- _WHAT TO WORK ON_: Without altering anything, repeat each of the records.

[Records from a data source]
# # # # #

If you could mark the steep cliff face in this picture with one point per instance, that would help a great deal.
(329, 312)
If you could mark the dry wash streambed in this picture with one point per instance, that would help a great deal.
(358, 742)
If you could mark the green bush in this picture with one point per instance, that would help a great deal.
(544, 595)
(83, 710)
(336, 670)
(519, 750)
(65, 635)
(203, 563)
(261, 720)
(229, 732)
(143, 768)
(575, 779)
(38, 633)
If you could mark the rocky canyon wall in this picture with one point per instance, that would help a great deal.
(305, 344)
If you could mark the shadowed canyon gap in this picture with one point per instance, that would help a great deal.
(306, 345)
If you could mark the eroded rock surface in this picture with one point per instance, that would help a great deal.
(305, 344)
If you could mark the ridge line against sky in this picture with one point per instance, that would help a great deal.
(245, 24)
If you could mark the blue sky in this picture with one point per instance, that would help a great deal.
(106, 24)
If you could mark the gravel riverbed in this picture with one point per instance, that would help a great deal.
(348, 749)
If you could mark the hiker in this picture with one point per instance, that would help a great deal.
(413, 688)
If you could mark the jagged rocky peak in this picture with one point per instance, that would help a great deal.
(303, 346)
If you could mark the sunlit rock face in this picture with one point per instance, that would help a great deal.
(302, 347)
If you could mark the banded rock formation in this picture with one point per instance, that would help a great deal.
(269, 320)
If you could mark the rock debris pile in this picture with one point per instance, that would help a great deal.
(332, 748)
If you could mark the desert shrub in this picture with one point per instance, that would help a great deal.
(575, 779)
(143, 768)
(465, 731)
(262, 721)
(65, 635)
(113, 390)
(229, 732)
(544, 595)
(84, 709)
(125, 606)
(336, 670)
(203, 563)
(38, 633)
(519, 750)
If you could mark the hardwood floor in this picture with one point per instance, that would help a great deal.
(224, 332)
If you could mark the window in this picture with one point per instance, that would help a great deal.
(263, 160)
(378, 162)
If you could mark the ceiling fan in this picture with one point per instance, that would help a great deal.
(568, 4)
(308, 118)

# # # # #

- _ANSWER_:
If you could mark the steep cliff face in this picture with one point per instance, that would help a great deal.
(329, 312)
If you could mark the dry wash streambed in this picture with one point per instance, that would help a great deal.
(358, 742)
If you could mark the green bush in this picture with one point per instance, that would help a great deal.
(544, 595)
(83, 710)
(336, 670)
(519, 750)
(65, 635)
(203, 563)
(261, 720)
(229, 732)
(143, 768)
(575, 779)
(38, 633)
If you could mark the rocky canyon wall in this picture with one point per instance, that would help a great deal.
(305, 344)
If you could mark the shadowed canyon gap in this picture with one point per instance, that would help a great deal.
(306, 345)
If you could mark the eroded rock surface in this picture with one point per instance, that would help a great deal.
(305, 344)
If you could mark the ridge line against sky in this picture with one point per instance, that would help a great deal.
(245, 24)
If you could mark the blue sky in this picture with one point per instance, that would help a great deal.
(106, 24)
If you could mark the gravel riverbed in this picture with one point per instance, that would help a great deal.
(348, 749)
If you could mark the hiker in this picture with one point per instance, that would help a great deal.
(413, 688)
If you could mark the jagged rocky peak in this picture with one point per instance, that would help a great deal.
(303, 346)
If you could mark the sunlit rock face in this picture with one point per instance, that would help a great deal.
(302, 347)
If you could mark the banded rock formation in this picture with one point per instance, that would help a great deal.
(269, 320)
If you could mark the rock debris pile in this picture with one point per instance, that would help a great deal.
(332, 748)
If you could mark the desert shrub in this picture with one point per instance, that would help a great deal.
(575, 779)
(143, 768)
(465, 731)
(262, 721)
(65, 635)
(113, 390)
(229, 732)
(544, 595)
(84, 709)
(125, 606)
(336, 670)
(203, 563)
(38, 633)
(519, 750)
If you could mark the hardwood floor in this picture with one point per instance, that would help a great deal.
(224, 332)
If you could mark the window in this picture with one point per instance, that would help a great deal.
(263, 160)
(378, 162)
If you could mark the ceiling fan in this picture with one point per instance, that would help a great deal.
(568, 4)
(308, 118)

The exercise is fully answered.